_Actions to take_:
• A. Answer each question below using the text on London houses of correction.
(i) To which prison does the text say Isabella was probably sent after conviction?
(ii) How many prisoners were often held in a single cell?
(iii) What surrounded prisoners in the exercise yard in place of gravel?
• B. Using the text on London houses of correction, list every place where a person convicted to penal servitude or transportation could be sent.

--- Document text ---

Houses of Correction

In London, prisoners were put in a detentional prison after they had been committed by a magistrate. Some of these were: Middlesex House of Detention at Clerkenwell, Newgate and Horsemonger Lane Jail

Once you had been convicted you were sent to a different prison depending upon the length of your sentence. If you had a short term of punishment, you went to City House of Correction, Middlesex Houses of Correction or Surrey House of Correction.

But if you were convicted to some form of penal servitude or transportation you could be sent to Pentonville or Millbank prisons, Female Convict Prison at Brixton or the Hulks at Woolwich.[1]

The Brixton or Surrey House of Correction is probably where Isabella was sent after conviction. According to Henry Mayhew, writing in 1862,

“… that, despite its standing in the healthiest situation, the old Surrey House of Correction was one of the unhealthiest of all the London prisons”.[2]

Like many prisons it was overcrowded, often 3 to a cell which was not well ventilated, thus causing lots of sickness and fever. It was at the Brixton where the treadmill was first setup as a form of punishment.[3]

The exercise yard though was not gravel; instead prisoners were surrounded by grass and flower beds.[4]

Brixton Wash house - unknown source

Brixton Wash house – unknown source

Let us now compare this to Isabella’s incarceration at the Launceston House of Correction.

--- Record excerpts ---

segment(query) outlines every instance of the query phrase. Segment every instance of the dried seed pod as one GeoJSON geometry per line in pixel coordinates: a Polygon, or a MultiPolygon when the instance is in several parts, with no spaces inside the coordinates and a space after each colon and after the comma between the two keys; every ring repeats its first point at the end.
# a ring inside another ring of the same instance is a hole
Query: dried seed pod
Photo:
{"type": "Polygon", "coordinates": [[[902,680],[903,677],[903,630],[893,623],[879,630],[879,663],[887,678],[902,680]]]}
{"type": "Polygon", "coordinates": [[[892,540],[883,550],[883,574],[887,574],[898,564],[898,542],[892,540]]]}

---

_Exercise solutions_:
• A.
(i) The Brixton or Surrey House of Correction.
(ii) Three.
(iii) Grass and flower beds.

• B.
- Pentonville
- Millbank
- Female Convict Prison at Brixton
- The Hulks at Woolwich